*** DATA FOR THE TASK Section Begins ***
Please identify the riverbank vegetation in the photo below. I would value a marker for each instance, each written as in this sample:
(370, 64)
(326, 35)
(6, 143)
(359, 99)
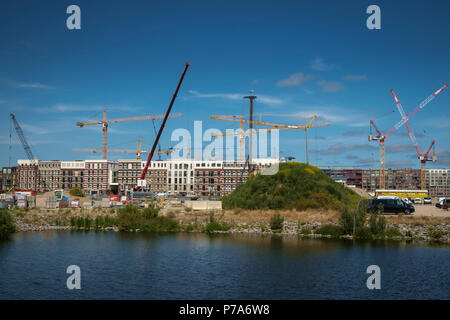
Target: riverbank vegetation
(295, 186)
(131, 218)
(7, 225)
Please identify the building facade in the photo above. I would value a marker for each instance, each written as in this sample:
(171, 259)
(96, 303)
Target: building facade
(9, 178)
(190, 177)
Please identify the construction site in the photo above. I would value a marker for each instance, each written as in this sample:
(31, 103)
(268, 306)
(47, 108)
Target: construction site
(118, 182)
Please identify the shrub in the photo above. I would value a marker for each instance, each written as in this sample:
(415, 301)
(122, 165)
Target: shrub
(295, 186)
(393, 232)
(346, 221)
(305, 231)
(276, 222)
(7, 225)
(131, 218)
(330, 229)
(363, 233)
(377, 224)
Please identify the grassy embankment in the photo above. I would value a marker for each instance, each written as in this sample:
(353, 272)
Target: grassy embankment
(7, 225)
(304, 192)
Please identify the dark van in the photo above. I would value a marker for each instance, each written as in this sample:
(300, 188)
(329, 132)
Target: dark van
(391, 205)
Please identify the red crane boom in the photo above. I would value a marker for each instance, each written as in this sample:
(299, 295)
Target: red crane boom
(155, 143)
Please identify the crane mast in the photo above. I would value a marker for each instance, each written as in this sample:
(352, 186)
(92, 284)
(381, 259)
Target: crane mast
(22, 138)
(381, 137)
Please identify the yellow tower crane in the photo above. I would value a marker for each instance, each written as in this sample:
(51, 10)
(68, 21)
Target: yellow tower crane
(138, 152)
(105, 123)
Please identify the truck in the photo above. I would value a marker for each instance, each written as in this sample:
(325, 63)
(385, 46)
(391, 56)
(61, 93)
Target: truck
(412, 194)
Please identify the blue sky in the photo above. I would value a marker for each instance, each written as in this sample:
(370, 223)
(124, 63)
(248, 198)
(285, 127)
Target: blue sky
(300, 57)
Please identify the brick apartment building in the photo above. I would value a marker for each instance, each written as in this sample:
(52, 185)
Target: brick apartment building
(188, 176)
(9, 178)
(28, 174)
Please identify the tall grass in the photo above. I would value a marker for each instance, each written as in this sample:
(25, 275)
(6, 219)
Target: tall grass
(7, 224)
(295, 186)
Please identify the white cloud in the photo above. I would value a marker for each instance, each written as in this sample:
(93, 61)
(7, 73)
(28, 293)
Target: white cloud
(293, 80)
(355, 77)
(66, 108)
(31, 85)
(320, 65)
(330, 86)
(236, 96)
(335, 115)
(33, 129)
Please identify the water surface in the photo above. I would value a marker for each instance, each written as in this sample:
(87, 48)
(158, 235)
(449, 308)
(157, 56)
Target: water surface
(198, 266)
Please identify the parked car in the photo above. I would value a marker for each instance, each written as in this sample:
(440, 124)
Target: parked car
(446, 204)
(3, 204)
(391, 205)
(440, 203)
(407, 200)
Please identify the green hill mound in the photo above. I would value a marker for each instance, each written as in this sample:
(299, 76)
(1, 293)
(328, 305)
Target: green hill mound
(295, 186)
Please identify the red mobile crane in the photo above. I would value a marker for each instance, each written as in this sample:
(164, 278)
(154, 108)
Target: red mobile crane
(422, 156)
(383, 136)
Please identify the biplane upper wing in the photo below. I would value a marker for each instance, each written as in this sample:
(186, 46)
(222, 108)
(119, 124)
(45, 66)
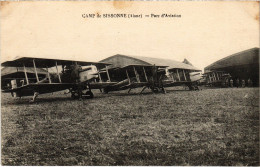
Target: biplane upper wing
(46, 62)
(41, 87)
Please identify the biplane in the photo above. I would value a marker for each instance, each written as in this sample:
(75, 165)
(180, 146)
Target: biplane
(74, 76)
(129, 77)
(132, 72)
(217, 78)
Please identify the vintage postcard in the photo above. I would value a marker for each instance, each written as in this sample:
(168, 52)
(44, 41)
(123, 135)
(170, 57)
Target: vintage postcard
(134, 83)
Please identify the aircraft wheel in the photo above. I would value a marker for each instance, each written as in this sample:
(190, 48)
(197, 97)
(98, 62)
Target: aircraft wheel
(155, 90)
(105, 91)
(73, 96)
(90, 94)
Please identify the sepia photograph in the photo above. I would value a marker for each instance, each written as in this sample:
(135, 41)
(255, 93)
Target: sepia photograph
(129, 83)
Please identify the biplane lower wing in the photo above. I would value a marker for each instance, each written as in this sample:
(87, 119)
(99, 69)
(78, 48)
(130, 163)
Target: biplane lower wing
(41, 88)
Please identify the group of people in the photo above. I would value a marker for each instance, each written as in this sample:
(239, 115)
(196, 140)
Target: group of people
(238, 83)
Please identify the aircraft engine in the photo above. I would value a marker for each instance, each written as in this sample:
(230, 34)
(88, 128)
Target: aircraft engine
(88, 73)
(195, 76)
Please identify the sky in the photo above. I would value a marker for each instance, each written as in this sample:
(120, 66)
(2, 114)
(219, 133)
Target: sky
(205, 32)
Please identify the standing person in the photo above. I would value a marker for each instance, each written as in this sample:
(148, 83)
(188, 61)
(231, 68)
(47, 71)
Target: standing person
(249, 82)
(237, 82)
(243, 83)
(226, 83)
(231, 83)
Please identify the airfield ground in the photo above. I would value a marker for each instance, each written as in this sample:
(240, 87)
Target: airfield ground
(208, 127)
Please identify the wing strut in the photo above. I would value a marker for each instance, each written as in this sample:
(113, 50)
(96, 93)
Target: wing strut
(136, 75)
(35, 70)
(184, 75)
(145, 75)
(214, 76)
(178, 75)
(48, 75)
(108, 74)
(128, 77)
(25, 73)
(99, 76)
(58, 71)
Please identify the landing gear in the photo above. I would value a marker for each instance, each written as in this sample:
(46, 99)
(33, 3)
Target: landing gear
(77, 93)
(34, 97)
(89, 94)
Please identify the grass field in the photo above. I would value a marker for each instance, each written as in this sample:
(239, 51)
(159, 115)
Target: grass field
(208, 127)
*** DATA FOR THE TASK Section Ends ***
YOUR INSTRUCTIONS:
Would you retype every line shown above exactly, leaving the pictures aside?

EXPECTED ANSWER:
Please identify the riverbank vegetation in the photo below. I would value a marker for each instance, each written as in this sample:
(370, 64)
(326, 35)
(6, 143)
(359, 99)
Target: riverbank vegetation
(295, 186)
(131, 218)
(7, 225)
Please identify the building facade in the photo above. I would value a marker for each instance, each written as in this sample:
(171, 259)
(96, 303)
Target: building facade
(9, 178)
(190, 177)
Please identify the construction site in the photo above. I would value a marker for each instance, each written as in this sample:
(31, 103)
(268, 306)
(47, 108)
Target: construction site
(118, 182)
Please identify the shrub in the photo above. I would value a marker for each instance, each written as in this sample:
(415, 301)
(122, 165)
Target: shrub
(295, 186)
(393, 232)
(346, 221)
(305, 231)
(276, 222)
(7, 225)
(131, 218)
(330, 229)
(363, 233)
(377, 224)
Please identify the grassy embankment in the photo above. I would value a marker for each instance, each written as in this sample:
(353, 272)
Target: grassy embankment
(7, 225)
(304, 192)
Please identify the dark van in the photo above. I would value a marker for each instance, each written as in this sample:
(300, 188)
(329, 132)
Target: dark van
(391, 205)
Please identify the red crane boom in the photo above. I would value a marker for each instance, each written as in this sample:
(299, 295)
Target: red crane boom
(155, 143)
Please identify the crane mast in the photo above. I would value a marker for each instance, each written as in this sample:
(352, 186)
(92, 284)
(381, 259)
Target: crane mast
(22, 138)
(381, 137)
Please identify the yellow tower crane in the photo above. I would value a marker for each instance, each written as in this sample:
(51, 10)
(68, 21)
Target: yellow tower crane
(138, 152)
(105, 123)
Please identify the truck in the photo above. I would value a marker for each instance, each written as in this sample:
(325, 63)
(385, 46)
(391, 56)
(61, 93)
Target: truck
(412, 194)
Please identify the blue sky in the photo above. I would value a marker for each instance, each written as in this sample:
(370, 223)
(124, 63)
(248, 198)
(285, 127)
Target: blue sky
(300, 57)
Please identify the brick apartment building in the photo above. I would value a marker for each instance, each written as in this sample:
(52, 185)
Target: brick apartment building
(188, 176)
(9, 178)
(28, 174)
Please identify the tall grass in the photo above. I would value a marker for each instance, each written as in this sample:
(25, 275)
(6, 219)
Target: tall grass
(7, 224)
(295, 186)
Please identify the white cloud in the photo above. I would value a marker for each instance, each written as in this sample:
(93, 61)
(7, 73)
(28, 293)
Target: white cloud
(293, 80)
(355, 77)
(66, 108)
(31, 85)
(320, 65)
(330, 86)
(236, 96)
(335, 115)
(33, 129)
Please identify the water surface in the photo above. I would value a marker for each instance, each written as in this sample:
(87, 48)
(158, 235)
(449, 308)
(157, 56)
Target: water surface
(198, 266)
Please identify the parked car in the photo above. I would value a marker for each instance, each written as in this sample:
(440, 124)
Target: parked car
(446, 204)
(3, 204)
(391, 205)
(440, 203)
(407, 200)
Please identify the green hill mound in the photo above. I would value a marker for each instance, each written as in this sample:
(299, 76)
(1, 293)
(328, 305)
Target: green hill mound
(295, 186)
Please identify the red mobile crane in the photo above. I would value a marker for each instance, each written as in this sample:
(164, 278)
(154, 108)
Target: red mobile crane
(422, 156)
(383, 136)
Please identify the biplane upper wing in the photo below. I would value a marker for each instance, each written as in this sample:
(186, 46)
(222, 108)
(119, 124)
(45, 66)
Target: biplane upper wing
(46, 62)
(41, 87)
Please identify the biplane in the photo above. I would value a marker for each instance, each written as in this sample:
(75, 165)
(180, 146)
Target: biplane
(74, 76)
(129, 77)
(132, 72)
(217, 78)
Please identify the vintage postcard in the photo above. I would value a marker for each instance, each written as in this sample:
(168, 52)
(44, 41)
(123, 135)
(170, 57)
Target: vintage postcard
(134, 83)
Please identify the aircraft wheel in the photo above. I would value a marker for each instance, each written as in this sample:
(190, 48)
(197, 97)
(98, 62)
Target: aircraft wheel
(155, 90)
(105, 91)
(73, 96)
(90, 94)
Please identify the sepia photograph in the photo above. I would value a marker for each instance, each written as in this sample:
(135, 41)
(255, 93)
Target: sepia photograph
(129, 83)
Please identify the biplane lower wing in the photo above. I would value a marker for each instance, each written as in this sample:
(87, 119)
(99, 69)
(78, 48)
(130, 163)
Target: biplane lower wing
(41, 88)
Please identify the group of people in the photo above. I would value a marker for each instance, each written as in this sample:
(239, 115)
(196, 140)
Target: group of people
(238, 83)
Please identify the aircraft engine in the photo above. I would value a marker for each instance, each written as in this sample:
(230, 34)
(88, 128)
Target: aircraft engine
(88, 73)
(195, 76)
Please identify the sky in the photo above. I would value a marker for each instance, each written as in this sample:
(120, 66)
(2, 114)
(219, 133)
Target: sky
(205, 32)
Please identify the standing person in the photo above. I would value a marker for each instance, each written as in this sample:
(148, 83)
(188, 61)
(231, 68)
(47, 71)
Target: standing person
(249, 82)
(237, 82)
(243, 83)
(226, 83)
(231, 83)
Please identify the airfield ground in the photo above. I would value a marker for each instance, each written as in this sample:
(240, 87)
Target: airfield ground
(208, 127)
Please identify the wing strut in the photo above. I would value a marker for each instance, each written as in this sample:
(113, 50)
(96, 93)
Target: wing strut
(136, 75)
(35, 70)
(184, 75)
(145, 75)
(214, 76)
(178, 75)
(48, 75)
(108, 74)
(128, 77)
(25, 73)
(99, 76)
(58, 71)
Please identify the landing gear in the photo above. I would value a marker for each instance, each written as in this sample:
(46, 99)
(33, 3)
Target: landing gear
(77, 93)
(34, 97)
(89, 94)
Please identify the grass field in the photo above. I would value a marker for each instance, each written as in this sample:
(239, 51)
(159, 115)
Target: grass field
(208, 127)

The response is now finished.